Stated problem
Copy the material from the line with "Where can the flying" up to and including the line with "x=273, y=45", swapping "Drop a point" for "Place a marker" wherever it occurs and keeping everything else the same. Leave the pictures out.

Material from a point labeling set

______

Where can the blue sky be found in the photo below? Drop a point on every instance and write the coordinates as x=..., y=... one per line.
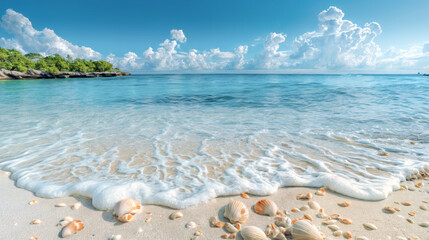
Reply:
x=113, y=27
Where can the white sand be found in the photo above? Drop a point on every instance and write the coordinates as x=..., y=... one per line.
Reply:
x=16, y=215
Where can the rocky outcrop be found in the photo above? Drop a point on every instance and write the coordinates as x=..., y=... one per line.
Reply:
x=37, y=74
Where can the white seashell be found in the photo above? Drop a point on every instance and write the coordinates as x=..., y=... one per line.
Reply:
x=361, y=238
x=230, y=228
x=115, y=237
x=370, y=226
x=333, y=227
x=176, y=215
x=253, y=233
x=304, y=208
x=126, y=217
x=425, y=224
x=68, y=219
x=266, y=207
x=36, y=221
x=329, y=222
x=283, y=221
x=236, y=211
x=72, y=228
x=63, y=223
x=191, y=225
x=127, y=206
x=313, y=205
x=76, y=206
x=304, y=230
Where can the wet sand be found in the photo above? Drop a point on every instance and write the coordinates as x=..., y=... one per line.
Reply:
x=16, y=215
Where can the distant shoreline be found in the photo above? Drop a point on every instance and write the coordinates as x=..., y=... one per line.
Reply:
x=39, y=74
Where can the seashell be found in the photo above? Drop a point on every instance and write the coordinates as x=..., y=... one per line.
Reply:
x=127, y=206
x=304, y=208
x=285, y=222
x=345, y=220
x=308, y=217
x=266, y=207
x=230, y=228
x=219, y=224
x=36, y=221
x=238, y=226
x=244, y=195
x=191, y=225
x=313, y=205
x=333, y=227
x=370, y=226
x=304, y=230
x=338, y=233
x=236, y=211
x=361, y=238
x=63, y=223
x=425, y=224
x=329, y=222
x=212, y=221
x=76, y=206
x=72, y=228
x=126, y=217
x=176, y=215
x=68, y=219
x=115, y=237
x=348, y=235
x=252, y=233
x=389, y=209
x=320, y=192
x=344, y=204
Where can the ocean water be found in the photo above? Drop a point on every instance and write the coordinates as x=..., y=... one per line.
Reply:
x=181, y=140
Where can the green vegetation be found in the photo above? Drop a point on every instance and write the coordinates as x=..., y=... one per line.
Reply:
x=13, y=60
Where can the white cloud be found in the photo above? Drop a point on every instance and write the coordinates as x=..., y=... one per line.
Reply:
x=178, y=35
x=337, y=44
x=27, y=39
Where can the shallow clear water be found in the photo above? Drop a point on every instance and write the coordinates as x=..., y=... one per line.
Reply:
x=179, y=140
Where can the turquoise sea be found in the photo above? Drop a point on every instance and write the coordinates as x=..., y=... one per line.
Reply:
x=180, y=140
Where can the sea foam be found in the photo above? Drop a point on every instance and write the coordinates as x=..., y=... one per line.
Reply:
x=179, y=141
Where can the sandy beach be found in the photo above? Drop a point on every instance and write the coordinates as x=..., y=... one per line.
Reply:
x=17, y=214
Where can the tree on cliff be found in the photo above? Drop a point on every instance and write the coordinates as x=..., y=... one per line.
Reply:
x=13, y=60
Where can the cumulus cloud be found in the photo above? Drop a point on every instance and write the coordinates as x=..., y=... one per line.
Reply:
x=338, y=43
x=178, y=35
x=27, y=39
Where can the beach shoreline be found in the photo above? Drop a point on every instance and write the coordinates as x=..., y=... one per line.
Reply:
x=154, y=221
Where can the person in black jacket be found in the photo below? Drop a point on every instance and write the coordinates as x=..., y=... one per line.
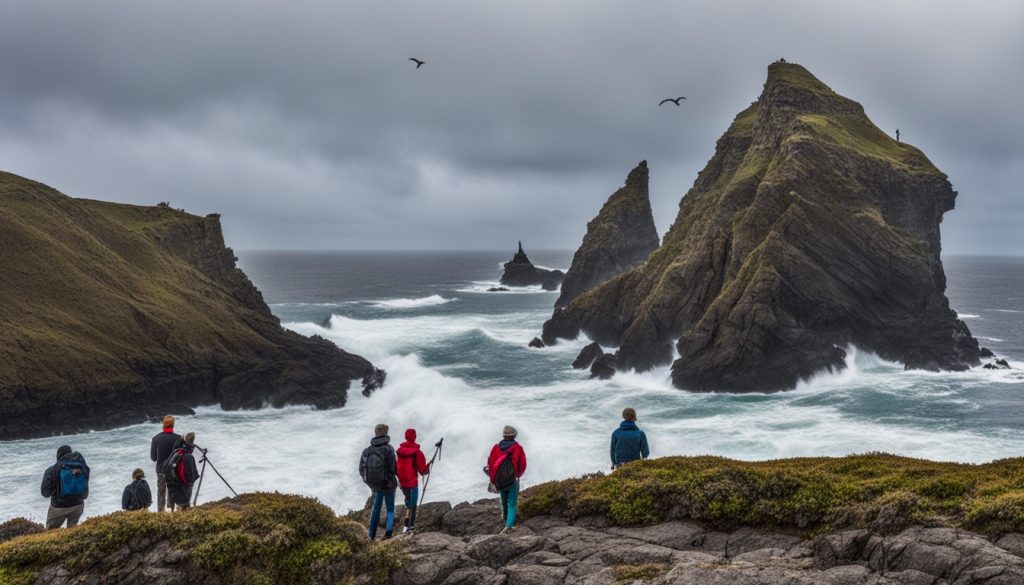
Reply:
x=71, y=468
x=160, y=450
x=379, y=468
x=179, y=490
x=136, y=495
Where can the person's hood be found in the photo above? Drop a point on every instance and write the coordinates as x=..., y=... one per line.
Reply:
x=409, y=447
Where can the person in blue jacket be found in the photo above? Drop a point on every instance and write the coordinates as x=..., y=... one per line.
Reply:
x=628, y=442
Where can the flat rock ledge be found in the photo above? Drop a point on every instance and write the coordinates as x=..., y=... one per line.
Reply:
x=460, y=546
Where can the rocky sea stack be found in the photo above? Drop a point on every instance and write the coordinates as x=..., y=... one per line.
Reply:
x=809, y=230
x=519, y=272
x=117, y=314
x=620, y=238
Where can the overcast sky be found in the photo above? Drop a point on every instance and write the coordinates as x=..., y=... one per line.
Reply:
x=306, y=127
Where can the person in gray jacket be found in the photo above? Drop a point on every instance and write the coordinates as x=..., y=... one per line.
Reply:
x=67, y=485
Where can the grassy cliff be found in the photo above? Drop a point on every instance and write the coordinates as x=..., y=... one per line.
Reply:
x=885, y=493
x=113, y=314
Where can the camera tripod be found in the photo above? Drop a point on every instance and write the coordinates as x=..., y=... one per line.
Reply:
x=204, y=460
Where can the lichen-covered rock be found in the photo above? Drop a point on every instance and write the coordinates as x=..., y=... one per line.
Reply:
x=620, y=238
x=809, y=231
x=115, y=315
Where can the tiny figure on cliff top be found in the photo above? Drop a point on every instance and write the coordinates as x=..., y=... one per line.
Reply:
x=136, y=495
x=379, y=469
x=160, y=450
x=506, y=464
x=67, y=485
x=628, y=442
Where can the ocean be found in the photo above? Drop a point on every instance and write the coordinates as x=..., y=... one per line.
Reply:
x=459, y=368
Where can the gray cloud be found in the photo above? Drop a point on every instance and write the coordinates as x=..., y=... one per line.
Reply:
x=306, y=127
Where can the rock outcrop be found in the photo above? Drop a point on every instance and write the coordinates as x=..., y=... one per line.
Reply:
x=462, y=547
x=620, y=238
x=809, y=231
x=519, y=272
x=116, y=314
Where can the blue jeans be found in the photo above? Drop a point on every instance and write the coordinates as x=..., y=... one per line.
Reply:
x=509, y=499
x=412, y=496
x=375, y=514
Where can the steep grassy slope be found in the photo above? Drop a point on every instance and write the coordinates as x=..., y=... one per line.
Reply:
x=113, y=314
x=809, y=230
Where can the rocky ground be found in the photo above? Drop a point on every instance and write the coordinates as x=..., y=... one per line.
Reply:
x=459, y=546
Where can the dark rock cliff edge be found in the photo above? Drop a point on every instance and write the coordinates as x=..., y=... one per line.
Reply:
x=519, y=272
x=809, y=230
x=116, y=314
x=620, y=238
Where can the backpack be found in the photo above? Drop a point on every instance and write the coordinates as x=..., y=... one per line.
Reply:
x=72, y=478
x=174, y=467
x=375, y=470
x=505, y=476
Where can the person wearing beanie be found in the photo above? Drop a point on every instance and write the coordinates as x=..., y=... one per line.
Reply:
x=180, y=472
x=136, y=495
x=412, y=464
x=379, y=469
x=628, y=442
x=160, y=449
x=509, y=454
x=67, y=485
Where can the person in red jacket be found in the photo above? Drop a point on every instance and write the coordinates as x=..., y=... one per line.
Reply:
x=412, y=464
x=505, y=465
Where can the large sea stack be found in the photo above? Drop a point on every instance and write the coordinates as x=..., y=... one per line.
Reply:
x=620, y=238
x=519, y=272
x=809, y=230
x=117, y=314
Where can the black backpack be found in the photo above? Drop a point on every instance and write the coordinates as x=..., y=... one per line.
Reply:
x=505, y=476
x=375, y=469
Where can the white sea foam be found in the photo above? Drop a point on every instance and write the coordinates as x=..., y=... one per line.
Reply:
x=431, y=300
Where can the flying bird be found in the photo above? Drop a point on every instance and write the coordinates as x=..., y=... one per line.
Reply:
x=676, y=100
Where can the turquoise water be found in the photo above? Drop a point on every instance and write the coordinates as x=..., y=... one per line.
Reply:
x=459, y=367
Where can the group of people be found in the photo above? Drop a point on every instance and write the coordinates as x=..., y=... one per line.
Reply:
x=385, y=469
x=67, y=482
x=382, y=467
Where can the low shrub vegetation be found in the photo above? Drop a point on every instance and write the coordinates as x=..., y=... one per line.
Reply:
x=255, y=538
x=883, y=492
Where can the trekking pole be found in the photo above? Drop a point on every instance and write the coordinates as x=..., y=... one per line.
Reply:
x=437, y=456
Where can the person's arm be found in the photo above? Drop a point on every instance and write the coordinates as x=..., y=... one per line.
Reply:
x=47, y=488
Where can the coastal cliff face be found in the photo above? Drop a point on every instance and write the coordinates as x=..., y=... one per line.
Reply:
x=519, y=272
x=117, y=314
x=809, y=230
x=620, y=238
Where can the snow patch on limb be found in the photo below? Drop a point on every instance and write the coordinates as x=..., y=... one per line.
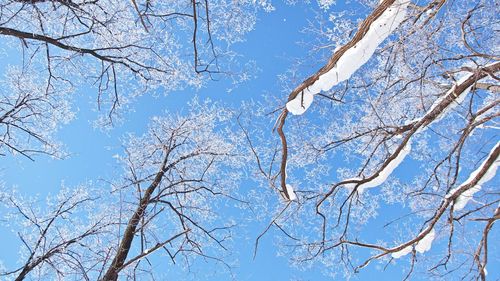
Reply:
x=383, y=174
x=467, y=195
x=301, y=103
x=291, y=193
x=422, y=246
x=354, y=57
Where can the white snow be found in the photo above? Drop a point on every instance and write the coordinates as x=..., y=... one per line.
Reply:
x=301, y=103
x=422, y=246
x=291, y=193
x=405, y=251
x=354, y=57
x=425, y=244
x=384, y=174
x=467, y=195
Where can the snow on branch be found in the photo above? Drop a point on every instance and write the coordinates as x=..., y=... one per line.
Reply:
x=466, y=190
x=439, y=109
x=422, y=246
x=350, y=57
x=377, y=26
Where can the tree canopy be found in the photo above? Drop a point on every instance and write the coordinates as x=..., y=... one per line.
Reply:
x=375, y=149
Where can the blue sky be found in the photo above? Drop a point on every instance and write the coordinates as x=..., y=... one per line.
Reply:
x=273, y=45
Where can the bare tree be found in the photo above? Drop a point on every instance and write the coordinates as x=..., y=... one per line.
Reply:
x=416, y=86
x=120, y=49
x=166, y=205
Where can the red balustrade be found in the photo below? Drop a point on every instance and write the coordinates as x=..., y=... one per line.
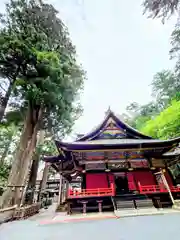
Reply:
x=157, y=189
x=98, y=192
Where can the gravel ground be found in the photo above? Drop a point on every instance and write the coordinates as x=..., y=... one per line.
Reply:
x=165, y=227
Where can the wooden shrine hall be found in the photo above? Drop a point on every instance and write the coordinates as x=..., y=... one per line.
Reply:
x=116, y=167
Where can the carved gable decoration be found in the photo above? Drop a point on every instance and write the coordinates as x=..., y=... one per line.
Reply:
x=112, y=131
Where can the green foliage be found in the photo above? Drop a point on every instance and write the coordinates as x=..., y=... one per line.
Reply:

______

Expected answer
Where can the flying bird be found in the photo above? Place a marker on every instance and write the coordinates as x=..., y=... one per line.
Reply:
x=676, y=100
Where can the turquoise water be found in the photo above? Place a marker on every instance and write the coordinates as x=..., y=... one per line.
Reply:
x=459, y=367
Where can the group of people be found in the photo above? Place a marker on every instance and write the coordinates as x=..., y=... one per line.
Reply:
x=385, y=469
x=67, y=482
x=382, y=467
Where can the low shrub vegetation be found in the photo above? Place a marker on every instance and write the coordinates as x=..., y=... one per line.
Reply:
x=255, y=538
x=883, y=492
Where can the trekking pole be found in the photo above? Place a marker on every instance and write the coordinates as x=..., y=... one per line.
Reply:
x=437, y=456
Where can the person's arm be found in the photo above? Place a marker on every instance and write the coordinates as x=..., y=... one per line.
Reply:
x=47, y=488
Where can the coastal cliff face be found in the photo above? Place a marker on every instance and write the coordinates as x=..., y=... one per line.
Reply:
x=519, y=272
x=117, y=314
x=809, y=230
x=620, y=238
Where can the snow patch on limb be found in the photo below? Place a marker on every instance and write the coordinates as x=..., y=... one per line.
Reply:
x=383, y=174
x=467, y=195
x=301, y=103
x=291, y=193
x=422, y=246
x=354, y=57
Where can the white snow be found in the photo above? Place a marker on every instance and write the coordinates as x=..., y=... one per line.
Reply:
x=301, y=103
x=422, y=246
x=291, y=193
x=405, y=251
x=354, y=57
x=425, y=244
x=384, y=174
x=467, y=195
Where can the snow on branch be found in the photo above? Place a marker on every instance and write the coordinates as x=..., y=... one per line.
Reply:
x=466, y=190
x=439, y=109
x=422, y=246
x=350, y=57
x=377, y=26
Where can the tree canopy be found in the photo above? Place a marker on every instance and write the coordinates as x=..., y=... one per line.
Reply:
x=375, y=149
Where can the blue sky be found in the photo above? Place a marker on every instance and write the coordinates as x=..., y=... one per line.
Reply:
x=273, y=45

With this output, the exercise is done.